TASK TO COMPLETE:
In the text on savers and the Bank of England, what is Charles Bean's position?

The Telegraph reports:
Savers should stop complaining about poor returns and start spending to help the economy, a senior Bank of England official warned today.
Older households could afford to suffer because they had benefited from previous property price rises, Charles Bean, the deputy governor, suggested.
They should "not expect" to live off interest, he added, admitting that low returns were part of a strategy.
His remarks are likely to infuriate savers, who are among the biggest victims of the recession. About five million retired people are thought to rely on the interest earned by their nest-eggs. But almost all savings accounts now pay less than inflation.
Indeed.
Ros Altmann, director-general of Saga, said: "Savers are being taken advantage of. They did the right thing and have been let down at the other end of the deal.
"I don't think this is what most people would consider fair."
Dot Gibson, of the National Pensioners Convention, said: "For years we've been told to put money aside for our retirement only to find that interest rates have sunk and now we have to use our savings just to pay the bills."
Jason Riddle, of Save Our Savers, said: "The Bank was aware that there was a lack of saving before the financial crisis, but those who were prudently saving while others spent, are being heavily punished."
The Bank of England has a long history of exploiting ordinary decent people. I recommend these two
Cobden Centre articles:
I struggle to know how to approach such rampant Keynesian nonsense, so instead I'll reproduce a 1932 letter from F. A. Hayek to
The Times, in response to an
earlier letter by Keynes himself.
The Times, Wednesday, October 19, 1932 (p10)
SPENDING AND SAVING
PUBLIC WORKS FROM RATES
TO THE EDITOR OF THE TIMES
Sir,— The question whether to save or whether to spend, which has been raised in your columns, is not unambiguous. It involves three separate issues:—(1) Whether to use money or whether to hoard it; (2) whether to spend money or whether to invest it; (3) whether Government investment is on all fours with investment by private individuals. While we do not wish to over-stress the nature of our differences with those of our professional colleagues who have already written to you on these subjects, yet on certain points that difference is sufficiently great to make the expression of an alternative view desirable.
(1) On the first issue—whether to use one’s money or whether to hoard it—there is no important difference between us. It is agreed that hoarding money, whether in cash or in idle balances, is deflationary in its effects. No one thinks that deflation is in itself desirable.

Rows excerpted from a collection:
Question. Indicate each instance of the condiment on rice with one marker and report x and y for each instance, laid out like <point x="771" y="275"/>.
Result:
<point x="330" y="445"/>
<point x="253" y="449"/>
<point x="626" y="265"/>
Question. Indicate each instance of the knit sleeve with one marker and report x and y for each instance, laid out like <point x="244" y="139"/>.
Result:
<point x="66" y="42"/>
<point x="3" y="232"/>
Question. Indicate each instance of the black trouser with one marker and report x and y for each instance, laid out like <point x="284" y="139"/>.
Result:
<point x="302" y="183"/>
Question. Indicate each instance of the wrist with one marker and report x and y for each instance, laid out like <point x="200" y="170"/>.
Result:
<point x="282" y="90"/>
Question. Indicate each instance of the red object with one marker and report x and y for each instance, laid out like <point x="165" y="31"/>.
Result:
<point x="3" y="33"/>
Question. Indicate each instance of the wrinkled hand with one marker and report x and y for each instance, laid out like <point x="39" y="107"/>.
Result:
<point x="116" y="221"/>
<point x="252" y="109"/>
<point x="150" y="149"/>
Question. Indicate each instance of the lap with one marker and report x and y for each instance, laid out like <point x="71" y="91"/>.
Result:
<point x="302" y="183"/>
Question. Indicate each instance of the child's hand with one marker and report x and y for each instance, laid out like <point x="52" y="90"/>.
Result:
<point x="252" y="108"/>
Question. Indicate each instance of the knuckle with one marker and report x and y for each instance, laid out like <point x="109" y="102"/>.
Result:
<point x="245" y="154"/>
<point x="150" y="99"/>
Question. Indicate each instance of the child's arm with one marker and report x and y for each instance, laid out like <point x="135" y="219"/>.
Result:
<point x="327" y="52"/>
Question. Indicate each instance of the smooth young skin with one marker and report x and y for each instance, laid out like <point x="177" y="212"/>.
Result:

EXERCISE OUTPUT:
Deputy governor of the Bank of England.